J'ai longtemps considéré qu'il s'agissait de deux traits de caractère distincts et dissociés. Et puis récemment, comme ça, au milieu d'un repas à la cantine, j'ai eu une petite épiphanie : le Français râle parce qu'il a raison. Il y a corrélation, les deux phénomènes s'alimentent. Eureka.
Il est impossible de critiquer ouvertement et honnêtement quelque chose si on n'est pas persuadé d'avoir mieux à proposer. La licence de râler est obtenue par la possession d'une proposition supérieure à celle de la partie adverse. En gros, pour râler, faut croire qu'on a raison et que l'autre a tort.
Or, le Français a toujours raison. Ça fait partie de sa culture, de son éducation. Dès sa tendre enfance, il apprend à avoir toujours raison. Dans les maternelles françaises, c'est du dessin, un peu de Descartes, et beaucoup de Schopenhauer. Avant l'âge de 10 ans, tout petit Français aura obtenu un certificat attestant qu'il a droit au râle perpétuel. La nation française ne cherche pas le consensus, mais la domination (voir 'Napoléon' et 'Traité de Versailles'.)

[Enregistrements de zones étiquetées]
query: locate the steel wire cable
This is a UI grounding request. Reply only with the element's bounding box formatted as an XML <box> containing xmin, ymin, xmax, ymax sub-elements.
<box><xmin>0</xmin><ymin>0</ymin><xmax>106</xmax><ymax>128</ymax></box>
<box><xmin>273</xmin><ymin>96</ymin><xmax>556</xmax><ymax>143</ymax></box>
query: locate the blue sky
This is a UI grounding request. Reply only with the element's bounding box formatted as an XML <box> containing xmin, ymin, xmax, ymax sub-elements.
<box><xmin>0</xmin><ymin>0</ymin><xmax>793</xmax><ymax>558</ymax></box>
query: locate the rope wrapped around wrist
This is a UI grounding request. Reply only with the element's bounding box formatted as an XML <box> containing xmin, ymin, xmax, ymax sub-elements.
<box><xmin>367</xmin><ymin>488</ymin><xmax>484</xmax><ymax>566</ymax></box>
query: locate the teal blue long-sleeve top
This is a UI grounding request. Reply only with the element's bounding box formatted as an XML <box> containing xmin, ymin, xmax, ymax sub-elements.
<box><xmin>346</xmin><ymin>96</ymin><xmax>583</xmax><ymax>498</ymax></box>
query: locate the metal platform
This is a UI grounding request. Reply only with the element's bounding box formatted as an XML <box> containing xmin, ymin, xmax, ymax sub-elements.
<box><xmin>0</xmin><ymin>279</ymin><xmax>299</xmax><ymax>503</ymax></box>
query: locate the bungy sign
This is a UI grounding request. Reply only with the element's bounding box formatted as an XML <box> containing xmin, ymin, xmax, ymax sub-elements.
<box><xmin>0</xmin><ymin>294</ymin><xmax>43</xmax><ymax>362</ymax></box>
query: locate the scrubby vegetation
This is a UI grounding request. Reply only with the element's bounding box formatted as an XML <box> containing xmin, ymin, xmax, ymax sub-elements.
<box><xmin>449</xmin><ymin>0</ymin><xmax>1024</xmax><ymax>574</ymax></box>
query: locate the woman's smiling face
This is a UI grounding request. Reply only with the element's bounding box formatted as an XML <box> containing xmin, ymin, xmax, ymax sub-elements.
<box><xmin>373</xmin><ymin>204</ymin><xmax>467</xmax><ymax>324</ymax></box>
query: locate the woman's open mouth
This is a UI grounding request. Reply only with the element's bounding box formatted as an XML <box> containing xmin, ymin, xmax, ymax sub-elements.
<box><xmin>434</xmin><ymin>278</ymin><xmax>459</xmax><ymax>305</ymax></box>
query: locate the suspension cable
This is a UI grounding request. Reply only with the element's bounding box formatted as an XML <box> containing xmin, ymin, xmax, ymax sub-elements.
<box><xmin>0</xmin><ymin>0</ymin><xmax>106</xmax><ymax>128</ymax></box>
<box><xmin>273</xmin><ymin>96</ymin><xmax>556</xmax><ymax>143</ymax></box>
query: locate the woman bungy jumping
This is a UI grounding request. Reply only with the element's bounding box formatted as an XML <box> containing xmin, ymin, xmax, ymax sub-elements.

● **OBJECTIF DE L'EXERCICE**
Mets à jour le texte sur le Français qui râle en le recopiant à partir de « Or, le Français » et jusqu'à « et 'Traité de Versailles'.) », avec « Pascal » à la place de « Descartes ».

● **CORRIGÉ**
Or, le Français a toujours raison. Ça fait partie de sa culture, de son éducation. Dès sa tendre enfance, il apprend à avoir toujours raison. Dans les maternelles françaises, c'est du dessin, un peu de Pascal, et beaucoup de Schopenhauer. Avant l'âge de 10 ans, tout petit Français aura obtenu un certificat attestant qu'il a droit au râle perpétuel. La nation française ne cherche pas le consensus, mais la domination (voir 'Napoléon' et 'Traité de Versailles'.)